What is required
Extract every line from the records below that contains the word "image".

Source records
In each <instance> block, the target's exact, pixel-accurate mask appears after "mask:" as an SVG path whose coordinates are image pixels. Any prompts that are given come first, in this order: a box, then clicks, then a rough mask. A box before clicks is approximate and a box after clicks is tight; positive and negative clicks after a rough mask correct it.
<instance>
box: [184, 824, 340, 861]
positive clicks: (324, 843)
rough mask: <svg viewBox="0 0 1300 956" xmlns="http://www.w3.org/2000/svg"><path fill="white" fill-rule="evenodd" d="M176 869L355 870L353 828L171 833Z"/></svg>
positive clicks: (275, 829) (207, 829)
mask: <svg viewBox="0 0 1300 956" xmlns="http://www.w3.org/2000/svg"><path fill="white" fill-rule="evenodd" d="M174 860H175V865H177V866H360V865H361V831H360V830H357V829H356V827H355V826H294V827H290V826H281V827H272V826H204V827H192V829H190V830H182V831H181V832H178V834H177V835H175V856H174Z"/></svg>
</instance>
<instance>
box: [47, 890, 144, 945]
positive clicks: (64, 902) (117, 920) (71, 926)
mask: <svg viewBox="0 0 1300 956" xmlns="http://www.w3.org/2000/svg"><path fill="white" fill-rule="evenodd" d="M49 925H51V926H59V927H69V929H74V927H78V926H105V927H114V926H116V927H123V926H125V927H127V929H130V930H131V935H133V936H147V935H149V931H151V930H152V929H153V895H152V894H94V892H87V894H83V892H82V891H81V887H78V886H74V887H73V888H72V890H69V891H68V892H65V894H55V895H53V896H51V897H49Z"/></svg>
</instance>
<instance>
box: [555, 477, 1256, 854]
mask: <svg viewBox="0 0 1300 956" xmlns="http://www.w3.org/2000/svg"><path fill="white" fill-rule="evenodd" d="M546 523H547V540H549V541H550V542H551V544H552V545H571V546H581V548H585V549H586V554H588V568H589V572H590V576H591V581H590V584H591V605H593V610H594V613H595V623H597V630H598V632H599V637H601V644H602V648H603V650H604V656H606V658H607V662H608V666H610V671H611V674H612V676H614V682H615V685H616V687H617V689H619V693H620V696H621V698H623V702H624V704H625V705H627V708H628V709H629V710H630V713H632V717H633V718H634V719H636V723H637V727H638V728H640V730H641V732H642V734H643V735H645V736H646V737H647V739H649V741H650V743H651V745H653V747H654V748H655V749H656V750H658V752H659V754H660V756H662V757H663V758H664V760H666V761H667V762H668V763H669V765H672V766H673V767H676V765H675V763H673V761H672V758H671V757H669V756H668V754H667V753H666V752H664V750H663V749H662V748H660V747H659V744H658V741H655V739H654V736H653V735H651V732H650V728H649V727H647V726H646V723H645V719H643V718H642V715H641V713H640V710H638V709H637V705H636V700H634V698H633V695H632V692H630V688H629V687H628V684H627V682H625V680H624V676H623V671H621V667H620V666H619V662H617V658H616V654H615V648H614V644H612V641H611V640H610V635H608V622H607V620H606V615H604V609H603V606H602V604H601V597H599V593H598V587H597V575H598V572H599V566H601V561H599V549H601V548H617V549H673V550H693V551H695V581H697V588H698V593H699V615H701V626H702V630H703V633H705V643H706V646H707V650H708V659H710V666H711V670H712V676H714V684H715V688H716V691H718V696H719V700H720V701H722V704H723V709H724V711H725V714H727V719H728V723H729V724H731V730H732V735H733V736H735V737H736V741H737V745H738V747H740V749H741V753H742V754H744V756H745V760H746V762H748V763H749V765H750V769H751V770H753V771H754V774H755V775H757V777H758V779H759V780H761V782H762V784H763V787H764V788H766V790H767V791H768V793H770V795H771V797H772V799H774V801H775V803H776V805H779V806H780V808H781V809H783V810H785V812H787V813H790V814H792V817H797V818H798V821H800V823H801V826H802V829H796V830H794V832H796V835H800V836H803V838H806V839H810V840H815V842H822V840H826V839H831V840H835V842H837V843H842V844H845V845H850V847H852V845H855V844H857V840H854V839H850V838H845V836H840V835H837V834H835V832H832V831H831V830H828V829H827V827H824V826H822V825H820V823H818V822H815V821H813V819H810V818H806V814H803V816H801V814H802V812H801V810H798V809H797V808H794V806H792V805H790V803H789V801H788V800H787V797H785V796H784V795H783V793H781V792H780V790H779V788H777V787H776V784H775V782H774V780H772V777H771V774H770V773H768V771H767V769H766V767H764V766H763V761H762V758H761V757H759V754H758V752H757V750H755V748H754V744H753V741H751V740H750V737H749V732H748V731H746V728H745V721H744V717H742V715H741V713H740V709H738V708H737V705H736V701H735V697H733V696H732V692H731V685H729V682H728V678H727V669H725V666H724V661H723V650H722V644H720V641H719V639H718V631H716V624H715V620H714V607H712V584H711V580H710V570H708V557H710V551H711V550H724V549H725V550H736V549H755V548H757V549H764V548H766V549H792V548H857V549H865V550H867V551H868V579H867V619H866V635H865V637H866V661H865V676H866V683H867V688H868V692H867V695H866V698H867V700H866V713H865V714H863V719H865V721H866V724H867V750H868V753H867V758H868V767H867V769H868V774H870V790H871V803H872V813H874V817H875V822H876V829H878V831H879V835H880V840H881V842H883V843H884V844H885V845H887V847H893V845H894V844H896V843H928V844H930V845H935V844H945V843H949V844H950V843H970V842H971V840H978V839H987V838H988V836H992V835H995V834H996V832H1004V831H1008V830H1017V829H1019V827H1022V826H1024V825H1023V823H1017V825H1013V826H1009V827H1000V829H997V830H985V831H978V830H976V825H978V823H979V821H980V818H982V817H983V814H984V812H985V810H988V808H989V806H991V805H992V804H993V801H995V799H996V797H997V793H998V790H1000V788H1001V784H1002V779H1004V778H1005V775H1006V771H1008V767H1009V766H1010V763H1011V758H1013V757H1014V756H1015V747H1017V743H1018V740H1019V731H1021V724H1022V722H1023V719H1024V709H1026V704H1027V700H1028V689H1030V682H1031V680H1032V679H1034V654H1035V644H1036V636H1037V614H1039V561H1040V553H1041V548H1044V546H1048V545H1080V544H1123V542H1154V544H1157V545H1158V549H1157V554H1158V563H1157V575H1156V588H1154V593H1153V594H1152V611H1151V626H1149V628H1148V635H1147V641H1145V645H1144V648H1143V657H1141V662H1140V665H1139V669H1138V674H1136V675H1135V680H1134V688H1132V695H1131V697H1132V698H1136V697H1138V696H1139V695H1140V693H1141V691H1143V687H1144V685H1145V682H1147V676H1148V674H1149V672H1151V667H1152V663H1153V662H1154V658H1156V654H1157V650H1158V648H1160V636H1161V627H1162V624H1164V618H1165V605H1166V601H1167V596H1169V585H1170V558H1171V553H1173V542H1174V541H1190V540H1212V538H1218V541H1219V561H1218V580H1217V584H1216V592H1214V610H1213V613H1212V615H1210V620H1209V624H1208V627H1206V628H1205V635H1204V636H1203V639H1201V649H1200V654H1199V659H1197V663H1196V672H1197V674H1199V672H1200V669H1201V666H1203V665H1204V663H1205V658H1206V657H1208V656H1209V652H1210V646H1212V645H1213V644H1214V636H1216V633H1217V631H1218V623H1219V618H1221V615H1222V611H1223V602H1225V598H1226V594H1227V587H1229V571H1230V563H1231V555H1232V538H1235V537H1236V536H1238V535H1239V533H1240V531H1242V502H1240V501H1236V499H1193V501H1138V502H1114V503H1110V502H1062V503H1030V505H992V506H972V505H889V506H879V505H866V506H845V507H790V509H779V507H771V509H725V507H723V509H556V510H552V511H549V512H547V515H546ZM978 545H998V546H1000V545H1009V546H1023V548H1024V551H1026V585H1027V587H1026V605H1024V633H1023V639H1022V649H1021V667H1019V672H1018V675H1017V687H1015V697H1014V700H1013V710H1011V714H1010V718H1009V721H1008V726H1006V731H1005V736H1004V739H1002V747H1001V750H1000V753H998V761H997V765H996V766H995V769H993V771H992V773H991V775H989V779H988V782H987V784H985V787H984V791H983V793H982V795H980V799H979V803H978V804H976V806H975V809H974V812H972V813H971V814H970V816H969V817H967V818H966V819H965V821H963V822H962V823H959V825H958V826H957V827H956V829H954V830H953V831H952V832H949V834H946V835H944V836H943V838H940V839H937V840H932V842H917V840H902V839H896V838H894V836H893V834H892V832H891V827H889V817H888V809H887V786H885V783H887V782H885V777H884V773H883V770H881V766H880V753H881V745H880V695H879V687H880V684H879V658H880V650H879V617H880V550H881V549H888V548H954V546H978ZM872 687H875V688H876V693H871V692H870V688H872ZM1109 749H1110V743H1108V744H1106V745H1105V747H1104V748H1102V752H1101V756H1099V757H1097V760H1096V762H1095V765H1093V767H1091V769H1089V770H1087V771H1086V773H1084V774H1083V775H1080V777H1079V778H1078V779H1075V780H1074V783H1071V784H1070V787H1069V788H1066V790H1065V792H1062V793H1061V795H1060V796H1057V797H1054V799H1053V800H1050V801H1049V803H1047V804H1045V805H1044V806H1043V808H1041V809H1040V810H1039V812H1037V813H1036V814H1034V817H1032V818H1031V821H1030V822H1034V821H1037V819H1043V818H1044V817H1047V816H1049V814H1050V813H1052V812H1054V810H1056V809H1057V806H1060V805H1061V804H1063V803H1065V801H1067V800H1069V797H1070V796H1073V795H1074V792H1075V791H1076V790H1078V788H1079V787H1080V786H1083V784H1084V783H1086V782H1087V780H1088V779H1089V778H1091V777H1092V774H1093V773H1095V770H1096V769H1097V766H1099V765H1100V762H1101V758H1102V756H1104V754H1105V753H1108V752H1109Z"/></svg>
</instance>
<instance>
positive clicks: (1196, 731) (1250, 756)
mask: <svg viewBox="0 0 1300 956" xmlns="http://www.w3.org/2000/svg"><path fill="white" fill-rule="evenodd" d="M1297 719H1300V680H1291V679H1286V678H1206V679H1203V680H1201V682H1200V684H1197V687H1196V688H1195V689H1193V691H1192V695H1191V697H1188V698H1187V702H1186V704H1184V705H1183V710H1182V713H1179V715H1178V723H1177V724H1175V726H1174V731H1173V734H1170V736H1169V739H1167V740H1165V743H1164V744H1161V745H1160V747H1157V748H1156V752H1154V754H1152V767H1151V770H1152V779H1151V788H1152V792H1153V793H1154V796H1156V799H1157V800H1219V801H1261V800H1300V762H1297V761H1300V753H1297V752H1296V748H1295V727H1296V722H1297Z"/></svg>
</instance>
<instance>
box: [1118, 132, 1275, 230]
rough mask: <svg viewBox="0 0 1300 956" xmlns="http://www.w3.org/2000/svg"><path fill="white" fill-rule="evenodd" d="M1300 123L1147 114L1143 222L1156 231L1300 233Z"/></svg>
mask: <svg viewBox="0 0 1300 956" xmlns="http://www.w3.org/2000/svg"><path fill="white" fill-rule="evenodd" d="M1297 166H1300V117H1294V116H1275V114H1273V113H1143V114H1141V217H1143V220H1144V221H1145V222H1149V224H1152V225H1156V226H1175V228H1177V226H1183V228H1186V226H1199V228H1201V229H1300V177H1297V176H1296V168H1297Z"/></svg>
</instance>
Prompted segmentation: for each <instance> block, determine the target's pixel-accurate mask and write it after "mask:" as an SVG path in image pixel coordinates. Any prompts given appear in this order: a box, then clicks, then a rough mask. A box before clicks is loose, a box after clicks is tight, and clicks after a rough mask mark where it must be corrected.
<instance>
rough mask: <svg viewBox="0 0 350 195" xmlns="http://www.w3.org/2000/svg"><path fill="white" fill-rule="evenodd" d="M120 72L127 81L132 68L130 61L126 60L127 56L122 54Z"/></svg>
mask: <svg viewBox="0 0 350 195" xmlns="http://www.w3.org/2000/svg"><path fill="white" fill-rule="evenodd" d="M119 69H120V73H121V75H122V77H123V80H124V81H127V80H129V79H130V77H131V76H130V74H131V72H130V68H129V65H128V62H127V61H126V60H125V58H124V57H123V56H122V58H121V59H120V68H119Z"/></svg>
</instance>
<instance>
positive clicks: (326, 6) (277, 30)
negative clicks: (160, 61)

Response area
In each <instance> block, the target's exact, pixel-accurate mask appears after "mask:" as an SVG path whose coordinates are image pixels. Any prompts that are given come first, in this order: a box, then clicks, then a rough mask. A box before clicks is approximate and a box after clicks is tight; positive and negative clicks after a rough mask correct it.
Prompted segmentation: for each <instance> block, determine the target's pixel-accurate mask and write it after "mask:" as an SVG path in image pixel coordinates. Any prompts given appear in this order: a box, then clicks, then a rough mask. A box before clicks is loose, a box after clicks is tight, and clicks after a rough mask mark where it must be corrected.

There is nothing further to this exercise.